▸ 参照本文
定年退職し、穏やかな隠居生活を送るはずだった元刑事の平良正太郎。隣人や知人たちの日常に潜む些細な出来事が、思いがけないトラブルや事件へと発展していく。捜査権限を持たない一般人となった彼が、長年培ってきた刑事の勘と洞察力で、それぞれの事件の裏に隠された嘘と真実を静かに炙り出していく。そこには、保身、エゴ、悪意、そして時には思いやりといった、人間の複雑な内面が隠されていた。

  • かくれんぼ
    娘のママ友から自転車を貸してほしいと頼まれた正太郎。彼女は離婚調停中の夫からのストーカー被害に遭っており、携帯の機能を制限していたはずだったが、なぜか夫に居場所を知られ、刺されてしまう。GPS機能がオンになったのは誰の仕業なのか、その裏に隠された人間関係が明らかになる
  • アイランドキッチン
    退職金で家を探す正太郎は、かつて捜査で訪れたマンションの名前を目にする。11年前に若い女性が飛び降り自殺した場所だったが、その裏には執拗な嫌がらせと、意外な人物の利己的な動機が隠されていた
  • 祭り
    引っ越し作業中に、正太郎は6年前に起きたベトナム人技能実習生殺害事件を思い出す。不法滞在を恐れて罪を犯したという筋書きの裏に、外国人労働者が直面する過酷な環境と、日本人たちの無自覚な悪意が浮かび上がる
  • 最善
    妻の友人の夫が痴漢容疑で逮捕される。彼は無実を主張するが、釈放のためにやむなく罪を認めたという。正太郎が調査を進めるうちに、同時刻に起きた乳児転落事故との関連が浮上し、事態は二転三転していく
  • 嘘と隣人
    同じマンションの住人から、SNSで脅迫されている知人の相談を受ける正太郎。アンチコメントの犯人を特定する過程で、その投稿が別の事件に思わぬ形で関与していることが判明する。承認欲求と保身が絡み合う現代社会の闇が描かれる

小説の特徴

芦沢央の真骨頂である「イヤミス」感が存分に発揮されています。派手な犯罪描写よりも、人間の内面や裏の顔、そこはかとない悪意がじわじわと読者に迫るような心理的な怖さが特徴です。読後には、スッキリとした解決ではなく、ゾワゾワとした不快感やモヤモヤとした余韻が残ります。

▸ 提供記録
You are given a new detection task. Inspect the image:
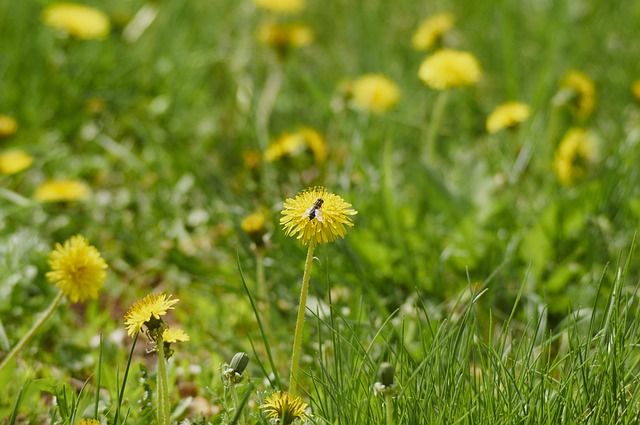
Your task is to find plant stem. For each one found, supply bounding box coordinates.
[423,90,449,164]
[384,392,393,425]
[289,240,316,395]
[0,291,64,370]
[157,338,171,425]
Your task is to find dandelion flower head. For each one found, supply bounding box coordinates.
[46,235,107,303]
[43,3,111,40]
[556,71,596,118]
[264,127,327,163]
[0,115,18,137]
[253,0,305,14]
[350,74,400,114]
[280,187,357,245]
[260,391,307,425]
[487,102,531,133]
[418,49,481,90]
[124,293,179,337]
[0,149,33,174]
[162,328,189,343]
[411,13,456,50]
[554,128,595,186]
[33,179,91,202]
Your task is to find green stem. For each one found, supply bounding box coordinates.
[0,291,64,370]
[384,392,393,425]
[231,384,246,425]
[289,240,316,395]
[424,90,449,164]
[157,338,171,425]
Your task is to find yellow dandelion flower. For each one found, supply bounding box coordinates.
[124,293,180,337]
[253,0,305,14]
[631,80,640,103]
[43,3,111,40]
[162,328,189,343]
[554,128,595,186]
[0,149,33,174]
[350,74,400,114]
[418,49,481,90]
[264,127,327,163]
[280,187,357,245]
[47,235,107,303]
[33,180,91,202]
[487,102,531,133]
[556,71,596,118]
[0,115,18,137]
[411,13,456,50]
[260,391,307,425]
[257,22,313,57]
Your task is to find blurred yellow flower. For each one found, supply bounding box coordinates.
[411,13,456,50]
[43,3,111,40]
[0,149,33,174]
[257,22,313,57]
[418,49,481,90]
[253,0,305,14]
[487,102,531,133]
[280,187,358,245]
[631,80,640,103]
[350,74,400,114]
[264,127,327,163]
[555,71,596,118]
[33,180,91,202]
[47,235,107,303]
[260,391,307,425]
[162,328,189,343]
[0,115,18,137]
[124,293,180,338]
[554,128,595,186]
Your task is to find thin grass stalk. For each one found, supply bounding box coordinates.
[0,291,64,371]
[289,240,316,395]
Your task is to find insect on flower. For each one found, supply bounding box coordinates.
[302,198,324,223]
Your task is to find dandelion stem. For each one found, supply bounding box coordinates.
[384,391,393,425]
[0,291,64,370]
[289,240,316,395]
[157,338,171,425]
[424,90,449,164]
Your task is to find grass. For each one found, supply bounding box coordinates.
[0,0,640,424]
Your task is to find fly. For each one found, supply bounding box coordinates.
[302,198,324,223]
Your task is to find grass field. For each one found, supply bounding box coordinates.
[0,0,640,425]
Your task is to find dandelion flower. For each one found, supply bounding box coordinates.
[555,71,596,118]
[260,391,307,425]
[280,187,357,245]
[418,49,481,90]
[487,102,531,133]
[162,328,189,343]
[264,127,327,163]
[554,128,595,186]
[0,149,33,174]
[33,180,90,202]
[124,293,179,337]
[257,22,313,57]
[0,115,18,138]
[411,13,456,50]
[47,235,107,303]
[253,0,305,14]
[43,3,110,40]
[631,80,640,103]
[351,74,400,114]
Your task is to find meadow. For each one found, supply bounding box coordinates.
[0,0,640,425]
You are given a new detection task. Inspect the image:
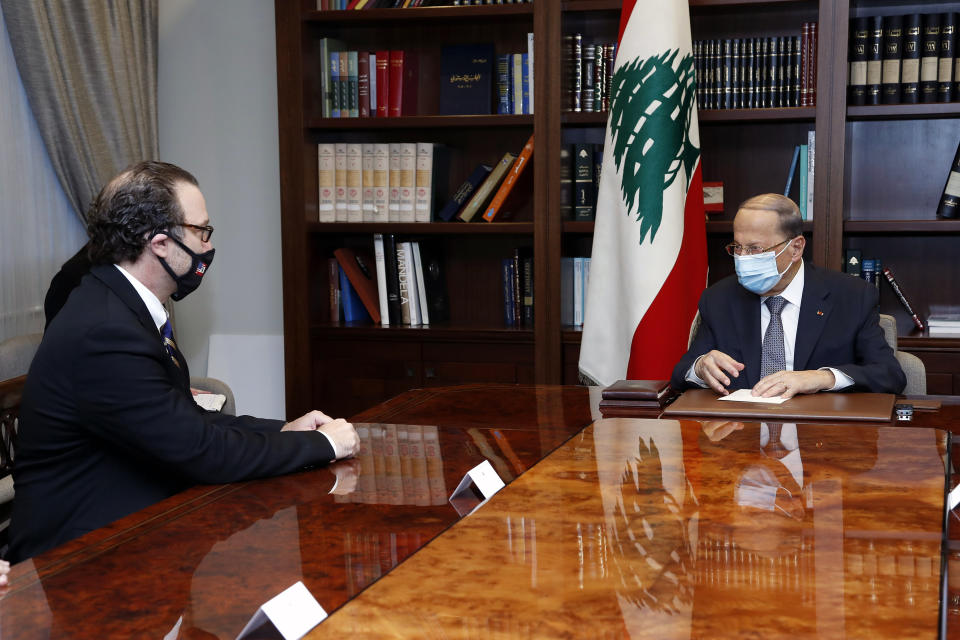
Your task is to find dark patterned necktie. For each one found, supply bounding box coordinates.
[160,318,180,367]
[760,296,787,378]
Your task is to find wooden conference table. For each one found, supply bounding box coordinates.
[0,385,960,639]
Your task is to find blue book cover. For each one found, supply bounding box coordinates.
[437,164,493,222]
[497,53,513,115]
[521,53,530,113]
[340,269,373,324]
[329,51,340,118]
[439,44,495,116]
[502,258,514,327]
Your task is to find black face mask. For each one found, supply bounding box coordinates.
[157,233,216,300]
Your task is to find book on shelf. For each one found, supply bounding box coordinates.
[327,258,341,323]
[333,142,350,222]
[867,16,883,104]
[410,242,430,325]
[346,142,364,222]
[361,143,377,222]
[883,267,923,331]
[437,164,493,222]
[333,248,380,323]
[414,142,450,222]
[843,249,863,278]
[483,135,533,222]
[937,138,960,219]
[397,241,423,327]
[373,233,390,327]
[880,16,903,104]
[383,233,403,325]
[317,143,337,222]
[457,151,516,222]
[937,11,957,102]
[848,16,872,105]
[374,49,390,118]
[320,38,343,118]
[388,50,419,117]
[560,144,573,220]
[340,268,371,324]
[920,13,940,102]
[357,51,376,118]
[439,43,495,115]
[373,142,390,222]
[900,13,920,104]
[573,143,597,222]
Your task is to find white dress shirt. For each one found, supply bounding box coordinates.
[686,259,853,391]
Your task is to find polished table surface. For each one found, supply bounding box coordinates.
[0,385,960,638]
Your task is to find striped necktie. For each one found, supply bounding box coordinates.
[160,318,180,367]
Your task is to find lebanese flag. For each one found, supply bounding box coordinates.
[580,0,707,385]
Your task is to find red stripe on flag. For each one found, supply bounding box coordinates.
[627,162,707,380]
[617,0,637,44]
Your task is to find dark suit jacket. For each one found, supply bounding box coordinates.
[670,264,907,393]
[10,265,335,562]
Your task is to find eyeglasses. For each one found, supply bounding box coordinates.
[177,222,214,242]
[724,238,793,256]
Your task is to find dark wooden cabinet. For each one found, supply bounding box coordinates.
[275,0,960,416]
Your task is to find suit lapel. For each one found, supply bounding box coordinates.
[730,285,761,389]
[793,266,833,371]
[90,264,190,389]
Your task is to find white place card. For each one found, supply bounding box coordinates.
[237,581,327,640]
[717,389,787,404]
[947,485,960,511]
[450,460,505,511]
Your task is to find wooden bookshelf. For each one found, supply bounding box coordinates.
[275,0,960,415]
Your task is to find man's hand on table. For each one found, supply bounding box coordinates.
[281,411,360,460]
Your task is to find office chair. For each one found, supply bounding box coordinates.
[687,311,927,395]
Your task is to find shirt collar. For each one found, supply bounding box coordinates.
[760,258,804,307]
[113,264,167,331]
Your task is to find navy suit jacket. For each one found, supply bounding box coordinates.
[9,265,335,562]
[670,264,907,393]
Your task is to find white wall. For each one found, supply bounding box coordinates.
[158,0,284,418]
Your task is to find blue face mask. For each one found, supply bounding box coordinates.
[733,243,793,295]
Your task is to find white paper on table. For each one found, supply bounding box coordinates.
[237,581,327,640]
[718,389,787,404]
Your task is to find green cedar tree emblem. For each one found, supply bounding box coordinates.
[610,49,700,243]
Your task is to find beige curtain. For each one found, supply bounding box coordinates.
[0,0,158,218]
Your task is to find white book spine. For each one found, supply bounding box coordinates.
[414,142,433,222]
[573,258,583,327]
[510,53,523,114]
[391,142,417,222]
[333,142,347,222]
[400,242,422,326]
[362,144,377,222]
[317,143,337,222]
[527,33,533,113]
[387,142,400,222]
[347,143,363,222]
[373,233,390,327]
[373,143,390,222]
[410,242,430,324]
[369,53,377,118]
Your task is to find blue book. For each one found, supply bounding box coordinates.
[329,51,340,118]
[439,44,495,116]
[797,144,808,220]
[783,145,800,198]
[497,53,513,115]
[502,258,514,327]
[521,53,530,113]
[340,269,373,324]
[437,164,493,222]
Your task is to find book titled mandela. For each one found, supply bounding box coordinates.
[440,44,494,116]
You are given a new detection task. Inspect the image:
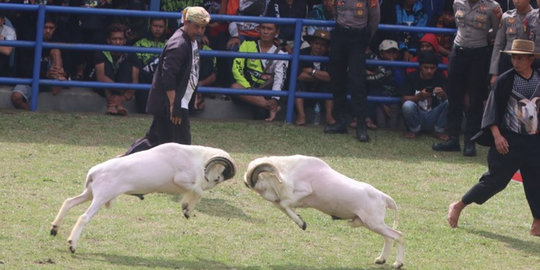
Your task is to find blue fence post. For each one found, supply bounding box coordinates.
[30,5,45,111]
[285,19,302,124]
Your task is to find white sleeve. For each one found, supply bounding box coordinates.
[272,52,289,100]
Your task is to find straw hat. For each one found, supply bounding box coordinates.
[182,7,210,25]
[502,39,540,58]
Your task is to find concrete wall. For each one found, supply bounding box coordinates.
[0,85,292,121]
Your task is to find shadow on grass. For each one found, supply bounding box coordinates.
[77,253,384,270]
[197,198,264,223]
[467,229,540,255]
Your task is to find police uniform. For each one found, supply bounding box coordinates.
[325,0,380,142]
[489,5,532,75]
[433,0,500,156]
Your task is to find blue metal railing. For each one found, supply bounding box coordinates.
[0,3,456,123]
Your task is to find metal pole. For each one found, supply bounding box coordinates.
[29,5,45,112]
[285,19,302,124]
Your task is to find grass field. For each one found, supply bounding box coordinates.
[0,111,540,270]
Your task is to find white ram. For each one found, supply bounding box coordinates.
[51,143,236,252]
[516,97,540,134]
[244,155,404,268]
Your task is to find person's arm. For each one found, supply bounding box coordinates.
[489,2,502,41]
[160,44,186,121]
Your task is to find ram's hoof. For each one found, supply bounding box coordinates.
[51,226,58,236]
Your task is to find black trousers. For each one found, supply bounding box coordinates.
[461,130,540,218]
[328,25,369,123]
[125,109,191,155]
[447,45,491,139]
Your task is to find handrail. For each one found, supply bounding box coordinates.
[0,3,456,123]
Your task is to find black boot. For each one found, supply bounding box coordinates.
[324,121,347,134]
[356,123,369,142]
[463,140,476,157]
[431,136,461,152]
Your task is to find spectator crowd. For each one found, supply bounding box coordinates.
[0,0,539,146]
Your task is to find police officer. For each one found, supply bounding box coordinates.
[324,0,380,142]
[433,0,502,156]
[489,0,533,86]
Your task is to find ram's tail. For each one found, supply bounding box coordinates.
[384,194,398,230]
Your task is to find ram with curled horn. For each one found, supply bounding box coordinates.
[244,155,404,268]
[51,143,236,252]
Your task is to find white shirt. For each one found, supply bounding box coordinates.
[182,41,199,109]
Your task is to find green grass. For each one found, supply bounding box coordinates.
[0,111,540,270]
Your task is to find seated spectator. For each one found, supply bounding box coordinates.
[306,0,335,35]
[365,39,405,129]
[189,41,217,111]
[91,23,139,115]
[231,23,288,121]
[266,0,307,54]
[396,0,429,61]
[294,30,336,126]
[11,16,66,110]
[401,51,448,140]
[133,18,167,113]
[227,0,269,50]
[0,11,17,77]
[407,33,448,77]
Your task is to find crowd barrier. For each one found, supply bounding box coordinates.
[0,3,456,123]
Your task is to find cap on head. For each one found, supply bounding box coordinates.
[182,7,210,25]
[379,39,399,51]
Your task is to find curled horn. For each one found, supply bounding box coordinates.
[204,157,236,179]
[248,163,282,188]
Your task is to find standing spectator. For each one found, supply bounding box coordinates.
[489,0,532,85]
[11,16,66,110]
[435,3,456,57]
[91,23,139,115]
[306,0,335,35]
[133,18,167,113]
[294,30,336,126]
[0,11,17,77]
[448,39,540,236]
[125,7,210,155]
[432,0,501,157]
[324,0,380,142]
[365,39,405,129]
[266,0,307,54]
[231,23,288,121]
[401,51,448,140]
[396,0,429,61]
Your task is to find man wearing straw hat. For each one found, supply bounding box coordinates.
[126,7,210,155]
[448,39,540,236]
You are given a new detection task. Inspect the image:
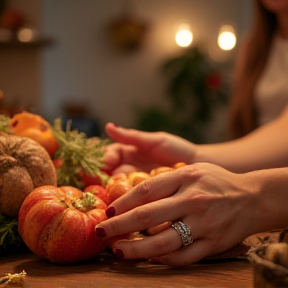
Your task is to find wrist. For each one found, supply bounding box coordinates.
[245,168,288,233]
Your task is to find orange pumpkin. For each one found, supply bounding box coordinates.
[9,112,58,157]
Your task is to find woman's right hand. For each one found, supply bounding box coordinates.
[105,123,196,172]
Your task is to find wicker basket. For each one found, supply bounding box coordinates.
[249,230,288,288]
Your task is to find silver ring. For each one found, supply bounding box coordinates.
[171,221,194,246]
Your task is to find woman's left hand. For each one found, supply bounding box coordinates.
[96,163,258,266]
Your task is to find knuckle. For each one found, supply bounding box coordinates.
[153,235,173,255]
[106,218,122,235]
[135,205,154,228]
[135,180,152,200]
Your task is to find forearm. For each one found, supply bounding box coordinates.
[249,168,288,233]
[194,109,288,173]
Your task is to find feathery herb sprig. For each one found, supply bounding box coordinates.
[52,119,108,188]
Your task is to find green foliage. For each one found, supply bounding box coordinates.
[52,119,107,188]
[0,214,26,253]
[136,47,228,143]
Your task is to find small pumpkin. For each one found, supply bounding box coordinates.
[0,132,57,217]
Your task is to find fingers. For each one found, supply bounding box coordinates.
[109,170,181,216]
[153,239,212,266]
[107,224,212,266]
[114,228,182,259]
[96,197,181,238]
[105,123,162,150]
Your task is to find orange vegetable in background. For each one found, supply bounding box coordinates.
[9,112,58,157]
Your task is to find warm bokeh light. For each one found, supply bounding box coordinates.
[218,25,236,50]
[17,28,34,42]
[175,23,193,47]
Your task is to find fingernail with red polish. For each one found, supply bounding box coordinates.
[114,249,124,259]
[96,227,106,238]
[105,206,116,218]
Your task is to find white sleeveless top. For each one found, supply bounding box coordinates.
[254,37,288,126]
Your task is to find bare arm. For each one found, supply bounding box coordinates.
[194,106,288,172]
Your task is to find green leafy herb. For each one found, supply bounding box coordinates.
[0,214,25,253]
[52,119,108,188]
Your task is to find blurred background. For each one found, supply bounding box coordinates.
[0,0,252,143]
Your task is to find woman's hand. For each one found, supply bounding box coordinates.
[105,123,196,172]
[96,163,259,265]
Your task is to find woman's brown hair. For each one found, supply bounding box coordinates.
[229,0,277,138]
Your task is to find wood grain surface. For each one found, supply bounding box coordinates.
[0,252,253,288]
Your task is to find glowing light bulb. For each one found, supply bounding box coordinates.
[17,28,34,42]
[175,23,193,47]
[218,25,236,50]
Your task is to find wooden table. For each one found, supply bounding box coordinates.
[0,252,253,288]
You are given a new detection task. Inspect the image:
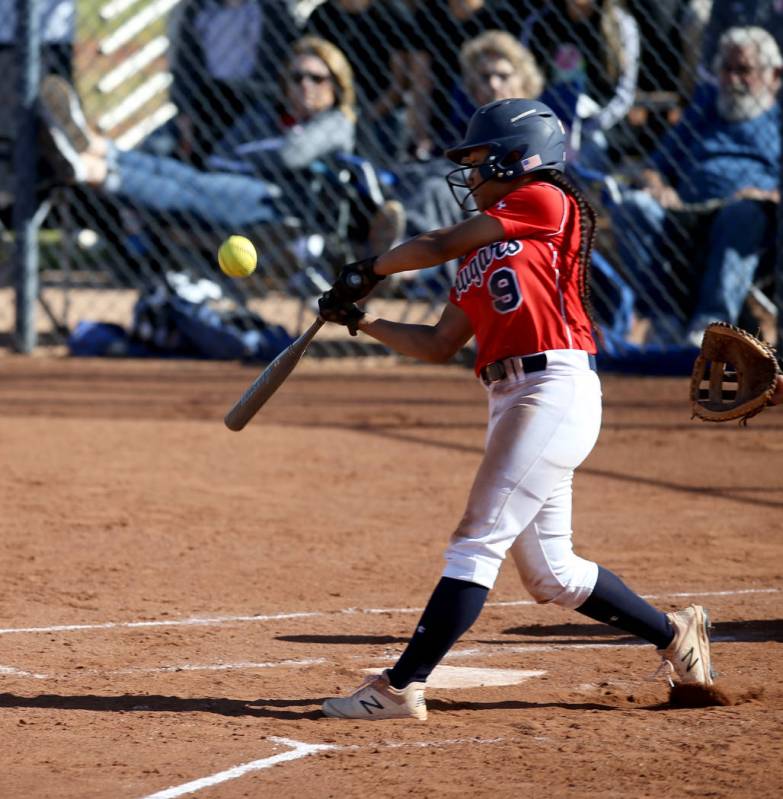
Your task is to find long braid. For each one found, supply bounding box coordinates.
[546,170,603,342]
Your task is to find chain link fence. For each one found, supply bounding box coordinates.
[0,0,783,370]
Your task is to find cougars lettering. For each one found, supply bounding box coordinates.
[454,241,524,299]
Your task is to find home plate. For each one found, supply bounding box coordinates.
[362,666,546,688]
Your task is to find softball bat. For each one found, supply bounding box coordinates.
[223,316,324,432]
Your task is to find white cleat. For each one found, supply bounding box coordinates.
[658,605,715,685]
[39,75,90,153]
[321,670,427,721]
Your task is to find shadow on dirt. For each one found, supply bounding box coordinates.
[275,635,410,644]
[0,694,324,721]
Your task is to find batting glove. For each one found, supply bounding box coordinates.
[318,289,364,336]
[332,256,386,302]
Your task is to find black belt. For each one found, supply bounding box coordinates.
[479,352,597,385]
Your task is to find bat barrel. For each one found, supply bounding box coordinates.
[223,316,324,432]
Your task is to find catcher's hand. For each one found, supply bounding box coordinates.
[318,289,364,336]
[691,322,779,424]
[332,256,386,302]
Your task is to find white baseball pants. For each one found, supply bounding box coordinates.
[443,350,601,609]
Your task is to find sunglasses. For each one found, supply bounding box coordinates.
[288,70,332,86]
[478,70,514,83]
[720,64,756,78]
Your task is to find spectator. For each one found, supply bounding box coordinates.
[0,0,76,224]
[42,37,398,264]
[701,0,783,69]
[306,0,420,165]
[170,0,296,166]
[410,0,527,160]
[614,0,706,157]
[460,30,544,107]
[613,27,783,343]
[523,0,639,169]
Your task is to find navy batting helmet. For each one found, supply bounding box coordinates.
[446,99,566,207]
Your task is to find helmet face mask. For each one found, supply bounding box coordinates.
[446,145,525,213]
[446,99,565,210]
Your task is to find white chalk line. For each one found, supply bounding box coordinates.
[142,736,506,799]
[139,738,335,799]
[0,666,48,680]
[0,588,781,635]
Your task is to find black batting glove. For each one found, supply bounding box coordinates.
[318,289,364,336]
[332,256,386,302]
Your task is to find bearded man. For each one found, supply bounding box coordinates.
[612,27,783,345]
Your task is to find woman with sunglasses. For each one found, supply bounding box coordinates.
[319,99,713,720]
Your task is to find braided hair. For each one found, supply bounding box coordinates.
[542,169,603,341]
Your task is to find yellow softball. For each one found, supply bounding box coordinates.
[218,236,258,277]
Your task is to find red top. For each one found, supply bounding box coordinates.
[449,181,596,374]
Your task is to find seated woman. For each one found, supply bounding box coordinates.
[36,37,396,268]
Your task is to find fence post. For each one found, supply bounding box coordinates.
[13,0,41,352]
[773,87,783,365]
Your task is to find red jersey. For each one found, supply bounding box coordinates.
[449,181,596,374]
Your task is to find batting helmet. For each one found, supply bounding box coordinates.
[446,100,565,180]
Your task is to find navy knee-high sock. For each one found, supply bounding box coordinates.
[389,577,489,688]
[576,566,674,649]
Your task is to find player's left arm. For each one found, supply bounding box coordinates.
[358,302,473,363]
[373,214,506,276]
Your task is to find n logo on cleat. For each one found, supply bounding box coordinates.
[681,647,699,671]
[359,696,383,716]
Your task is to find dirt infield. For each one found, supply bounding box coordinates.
[0,356,783,799]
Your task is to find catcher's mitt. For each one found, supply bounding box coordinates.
[691,322,779,424]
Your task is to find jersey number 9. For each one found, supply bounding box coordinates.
[487,267,522,313]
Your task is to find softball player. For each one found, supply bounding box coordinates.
[319,99,713,720]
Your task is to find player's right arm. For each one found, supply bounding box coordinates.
[358,302,473,363]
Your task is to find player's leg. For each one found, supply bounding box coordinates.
[324,358,600,719]
[511,475,712,684]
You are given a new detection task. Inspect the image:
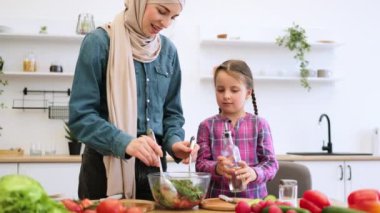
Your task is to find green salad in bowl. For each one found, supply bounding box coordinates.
[148,172,211,209]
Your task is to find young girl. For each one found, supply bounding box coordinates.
[196,60,278,198]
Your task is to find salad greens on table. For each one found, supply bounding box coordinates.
[0,175,68,213]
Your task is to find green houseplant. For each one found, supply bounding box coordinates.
[64,121,82,155]
[276,23,311,91]
[0,56,8,109]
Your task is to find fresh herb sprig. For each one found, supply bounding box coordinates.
[276,23,311,91]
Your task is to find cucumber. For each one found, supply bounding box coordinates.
[261,205,310,213]
[322,206,365,213]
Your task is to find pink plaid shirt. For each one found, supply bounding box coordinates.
[196,113,278,198]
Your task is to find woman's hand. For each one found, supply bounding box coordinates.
[125,135,163,167]
[172,141,199,164]
[235,161,257,185]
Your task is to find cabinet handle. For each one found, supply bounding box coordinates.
[339,165,343,180]
[347,165,352,181]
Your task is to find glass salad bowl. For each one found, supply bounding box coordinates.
[148,172,211,209]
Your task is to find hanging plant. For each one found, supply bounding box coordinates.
[276,23,311,91]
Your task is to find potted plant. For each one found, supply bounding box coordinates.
[64,122,82,155]
[276,23,311,91]
[0,56,8,109]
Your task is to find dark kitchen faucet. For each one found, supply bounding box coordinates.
[319,114,332,154]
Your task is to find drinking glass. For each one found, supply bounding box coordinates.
[278,179,298,207]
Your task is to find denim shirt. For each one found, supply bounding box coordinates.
[69,28,185,158]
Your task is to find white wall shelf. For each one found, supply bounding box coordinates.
[201,76,339,83]
[2,71,74,77]
[201,38,342,49]
[198,26,343,84]
[0,33,84,42]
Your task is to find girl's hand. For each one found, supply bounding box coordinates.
[172,141,199,164]
[216,156,235,179]
[235,161,257,185]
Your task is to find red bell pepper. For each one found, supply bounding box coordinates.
[300,198,322,213]
[347,189,380,213]
[302,190,331,209]
[350,201,380,213]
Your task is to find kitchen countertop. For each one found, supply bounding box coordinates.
[0,154,380,163]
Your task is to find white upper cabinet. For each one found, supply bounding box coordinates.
[0,33,84,77]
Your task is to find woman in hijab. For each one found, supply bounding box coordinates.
[69,0,193,200]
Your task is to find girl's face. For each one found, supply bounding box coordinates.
[215,70,252,118]
[142,4,182,37]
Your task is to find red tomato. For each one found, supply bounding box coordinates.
[126,206,143,213]
[83,209,96,213]
[300,198,322,213]
[350,201,380,213]
[79,198,93,209]
[347,189,380,206]
[61,199,83,213]
[96,199,127,213]
[302,190,331,209]
[268,205,282,213]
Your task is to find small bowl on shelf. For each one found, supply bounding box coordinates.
[148,172,211,209]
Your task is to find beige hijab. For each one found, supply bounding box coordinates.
[103,0,184,198]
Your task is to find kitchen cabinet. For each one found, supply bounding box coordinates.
[0,163,18,177]
[0,33,84,112]
[0,33,84,77]
[199,28,341,84]
[19,163,80,199]
[296,160,380,201]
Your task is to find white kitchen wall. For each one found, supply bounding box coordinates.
[0,0,380,154]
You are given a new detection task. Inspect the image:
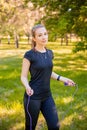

▸ 依頼文 1
小説の紹介文にある次の一文を英語に訳してください。「そこには、保身、エゴ、悪意、そして時には思いやりといった、人間の複雑な内面が隠されていた。」
▸ 依頼文 2
小説の紹介文に挙げられている各話のタイトルを、すべて書き出してください。
▸ 依頼文 3
小説の紹介文の続きを書いてください。
記録はこの件には関係しません。

▸ 回答 1
Hidden there were the complex inner workings of human beings: self-preservation, ego, malice, and at times even compassion.

▸ 回答 2
かくれんぼ
アイランドキッチン
祭り
最善
嘘と隣人

▸ 回答 3
小説自体は五つの短編からなる連作形式になっています。各話の主人公は共通して元刑事の平良正太郎であり、彼の視点を通して物語が展開されます。過去の事件の記憶と現在のトラブルが交錯し、新たな真実が浮かび上がる構成が特徴です。

物語の舞台は、現代の日本社会、特に横浜市が背景に描かれています。日常の些細な出来事やご近所トラブルが発端とな り、ストーカー、DV、外国人技能実習生問題、痴漢冤罪、SNSでの誹謗中傷といった、現代社会が抱えるリアルな問題がテーマとして 取り上げられています。

テーマ

中心となるテーマは嘘です。登場人物たちは、保身、エゴ、都合、悪意、あるいは思いやりといった様々な理由から嘘をつきます。その小さな嘘が、まるでバタフライ効果のように波紋を広げ、連鎖的に大きな事件や人間関係の破綻を引き起こしていく様が描かれています。

主な登場人物

  • 平良 正太郎(たいら しょうたろう)
    主人公。長年刑事を務め、定年退職したばかりの男性。穏やかな隠居生活を送るはずが、持ち前の洞察力と刑事の性で、身近なトラブルの真相に気づいてしまう。過去作『夜の道標』にも登場する刑事
  • 澄子(すみこ)
    正太郎の妻。夫の退職後の生活を共に楽しもうとしている
  • 歩美(あゆみ)
    正太郎の娘
  • 司(つかさ)
    正太郎の孫

主人公の平良正太郎は、芦沢央の長編『夜の道標』に登場した刑事の定年退職後の姿です。現役時代は正義感が強く、地 道な捜査で事件を解決してきた彼ですが、定年後は捜査権限を持たない一般人として、事件に深入りすべきか葛藤します。しかし、長年の経験で培われた鋭い洞察力と刑事の性が、彼をトラブルの真相へと導いていきます。彼の冷静で分別のある人柄が、物語の陰鬱なテーマに深みを与えています。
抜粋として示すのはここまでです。